───── Page excerpt ─────
Saturday 23 July 2011

A word on lexicography


Caught in a web of words: James Murray, Oxford lexicographer


It would be a simple task to fill the Jekyll and Hyde Dictionary if the purpose were simply to point to words or phrases that had acquired annoyingly modish and vacuous usages, but that has never been the intention. The Dictionary attempts to identify words that in modern usage have simultaneously opposite or apparently conflicting meanings or connotations, neither of which we would wish to do without, but where we commonly have only one, or the other, in mind at any given time.

In that way it tries to illustrate a little the fascinating inter-relationship between thought and language, the ways in which each constricts or extends the other, and the ways in which we may enrich our thought by keeping alert to all the suggestions of the language we employ.

So the Dictionary is not intended as part of a campaign against annoying modern usages such as ‘going forward’ – and yet there is some area of overlap, and I wonder if it is entirely wise to tilt against some of the more serious examples of linguistic damage.

In a contribution I recently made to a furniture designer-makers’ forum I rather mocked the use of the word ‘iconic’ to describe a certain sort of design as the desired content of a future exhibition. The word has now sunk to the vocabulary of estate agents. It prompted me afterwards to search the Jekyll and Hyde papers and I found I was able to add another entry to my selection on this blog. It may or may not be connected to my mockery (but people are sensitive about these things) that the next post on that forum spoke of ‘major’ not ‘iconic’ pieces of furniture.
───── Records shown ─────
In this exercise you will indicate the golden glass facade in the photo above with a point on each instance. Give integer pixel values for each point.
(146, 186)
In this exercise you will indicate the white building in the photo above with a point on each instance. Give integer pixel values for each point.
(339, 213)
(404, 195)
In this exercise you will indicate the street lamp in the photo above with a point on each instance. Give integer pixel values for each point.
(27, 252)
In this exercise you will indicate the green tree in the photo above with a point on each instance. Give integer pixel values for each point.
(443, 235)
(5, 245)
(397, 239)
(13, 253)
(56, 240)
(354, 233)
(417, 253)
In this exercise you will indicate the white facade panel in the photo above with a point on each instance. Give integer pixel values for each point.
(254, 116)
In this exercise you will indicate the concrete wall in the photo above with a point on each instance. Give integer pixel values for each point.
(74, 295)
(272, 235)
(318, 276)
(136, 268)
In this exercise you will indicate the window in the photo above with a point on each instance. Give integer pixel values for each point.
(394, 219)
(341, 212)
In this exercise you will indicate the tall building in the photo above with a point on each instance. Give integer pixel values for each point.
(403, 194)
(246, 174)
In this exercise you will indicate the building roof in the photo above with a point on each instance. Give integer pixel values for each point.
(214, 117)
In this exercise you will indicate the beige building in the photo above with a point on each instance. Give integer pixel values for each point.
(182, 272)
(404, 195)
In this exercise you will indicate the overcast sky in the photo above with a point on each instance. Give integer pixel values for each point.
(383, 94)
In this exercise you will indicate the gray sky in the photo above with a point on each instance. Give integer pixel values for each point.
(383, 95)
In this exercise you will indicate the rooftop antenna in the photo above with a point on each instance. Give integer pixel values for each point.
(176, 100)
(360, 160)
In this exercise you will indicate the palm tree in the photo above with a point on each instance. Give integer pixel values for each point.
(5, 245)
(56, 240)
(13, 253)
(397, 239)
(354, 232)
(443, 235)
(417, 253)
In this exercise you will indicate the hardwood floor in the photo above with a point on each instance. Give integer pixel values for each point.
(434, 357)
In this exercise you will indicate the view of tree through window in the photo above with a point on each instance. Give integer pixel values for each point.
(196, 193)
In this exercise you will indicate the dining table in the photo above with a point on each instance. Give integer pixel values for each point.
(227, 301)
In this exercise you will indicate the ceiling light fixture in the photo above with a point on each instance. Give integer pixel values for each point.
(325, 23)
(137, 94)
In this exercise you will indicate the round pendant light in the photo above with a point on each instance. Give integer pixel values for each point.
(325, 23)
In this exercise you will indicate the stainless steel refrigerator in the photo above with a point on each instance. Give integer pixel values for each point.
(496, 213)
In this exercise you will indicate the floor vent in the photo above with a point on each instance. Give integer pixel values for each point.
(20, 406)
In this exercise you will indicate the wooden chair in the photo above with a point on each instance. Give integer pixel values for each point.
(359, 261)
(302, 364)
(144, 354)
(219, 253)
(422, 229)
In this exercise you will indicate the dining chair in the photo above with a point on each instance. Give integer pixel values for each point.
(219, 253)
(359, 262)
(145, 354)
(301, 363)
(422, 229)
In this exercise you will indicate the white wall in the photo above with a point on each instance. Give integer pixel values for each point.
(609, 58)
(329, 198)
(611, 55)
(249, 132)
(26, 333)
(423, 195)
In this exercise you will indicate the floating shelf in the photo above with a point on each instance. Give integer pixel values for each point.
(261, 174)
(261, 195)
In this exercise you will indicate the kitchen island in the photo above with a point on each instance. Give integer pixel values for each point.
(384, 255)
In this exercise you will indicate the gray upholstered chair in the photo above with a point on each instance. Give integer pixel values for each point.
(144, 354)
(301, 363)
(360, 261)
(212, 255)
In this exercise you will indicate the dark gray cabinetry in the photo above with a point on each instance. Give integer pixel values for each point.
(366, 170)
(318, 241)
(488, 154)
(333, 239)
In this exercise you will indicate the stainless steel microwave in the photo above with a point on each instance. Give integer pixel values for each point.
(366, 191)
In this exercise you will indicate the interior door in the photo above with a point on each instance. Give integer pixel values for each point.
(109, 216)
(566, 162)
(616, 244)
─────
§ What is needed:
Answer these questions about the lexicography post:
(a) What date appears at the top of the post?
(b) What annoying modern usage does the post name as an example that the Dictionary is not meant to campaign against?
(c) What word did the next post on the furniture forum use instead of "iconic"?

§ Right answer:
(a) Saturday 23 July 2011
(b) "going forward"
(c) "major"